** Start of Stored rows **

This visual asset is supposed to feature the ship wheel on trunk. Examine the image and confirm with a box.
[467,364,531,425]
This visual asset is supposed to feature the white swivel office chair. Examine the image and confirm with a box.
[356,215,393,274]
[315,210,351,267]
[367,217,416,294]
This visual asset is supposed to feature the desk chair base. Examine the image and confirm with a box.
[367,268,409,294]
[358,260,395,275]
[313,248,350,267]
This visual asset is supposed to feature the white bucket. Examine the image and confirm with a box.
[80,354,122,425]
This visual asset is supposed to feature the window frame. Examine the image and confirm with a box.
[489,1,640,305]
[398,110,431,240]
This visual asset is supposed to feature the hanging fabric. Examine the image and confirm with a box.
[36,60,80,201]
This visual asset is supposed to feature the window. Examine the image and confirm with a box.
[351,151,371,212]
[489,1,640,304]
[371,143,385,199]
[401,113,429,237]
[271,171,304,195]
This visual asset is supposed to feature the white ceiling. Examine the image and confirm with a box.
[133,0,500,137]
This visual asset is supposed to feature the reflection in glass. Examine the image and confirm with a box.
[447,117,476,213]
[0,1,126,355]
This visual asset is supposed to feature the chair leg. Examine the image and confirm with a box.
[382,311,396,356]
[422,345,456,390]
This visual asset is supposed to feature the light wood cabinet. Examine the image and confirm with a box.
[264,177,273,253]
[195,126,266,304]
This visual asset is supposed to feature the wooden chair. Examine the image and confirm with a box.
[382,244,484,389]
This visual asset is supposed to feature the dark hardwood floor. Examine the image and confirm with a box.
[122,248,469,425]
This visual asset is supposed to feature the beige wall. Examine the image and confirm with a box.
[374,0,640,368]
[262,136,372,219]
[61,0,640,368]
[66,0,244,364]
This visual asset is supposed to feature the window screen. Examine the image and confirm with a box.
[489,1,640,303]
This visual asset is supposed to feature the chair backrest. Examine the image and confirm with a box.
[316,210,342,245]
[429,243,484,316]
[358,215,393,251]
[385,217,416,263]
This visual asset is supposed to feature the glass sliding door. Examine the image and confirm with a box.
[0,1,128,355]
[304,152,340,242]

** End of Stored rows **

The task: Rewrite the entries from the line containing "This visual asset is supposed to feature the white bucket." through the line containing "[398,110,431,240]", both ends included, with every text line kept unchanged. Shift each bounding box coordinate in that stretch by adding 11 to it.

Complete answer:
This visual asset is supposed to feature the white bucket. Examine the image and confirm with a box.
[91,365,133,436]
This visual asset is supposed to feature the window frame. Examine the image and confirm with a box.
[500,12,651,316]
[409,121,442,251]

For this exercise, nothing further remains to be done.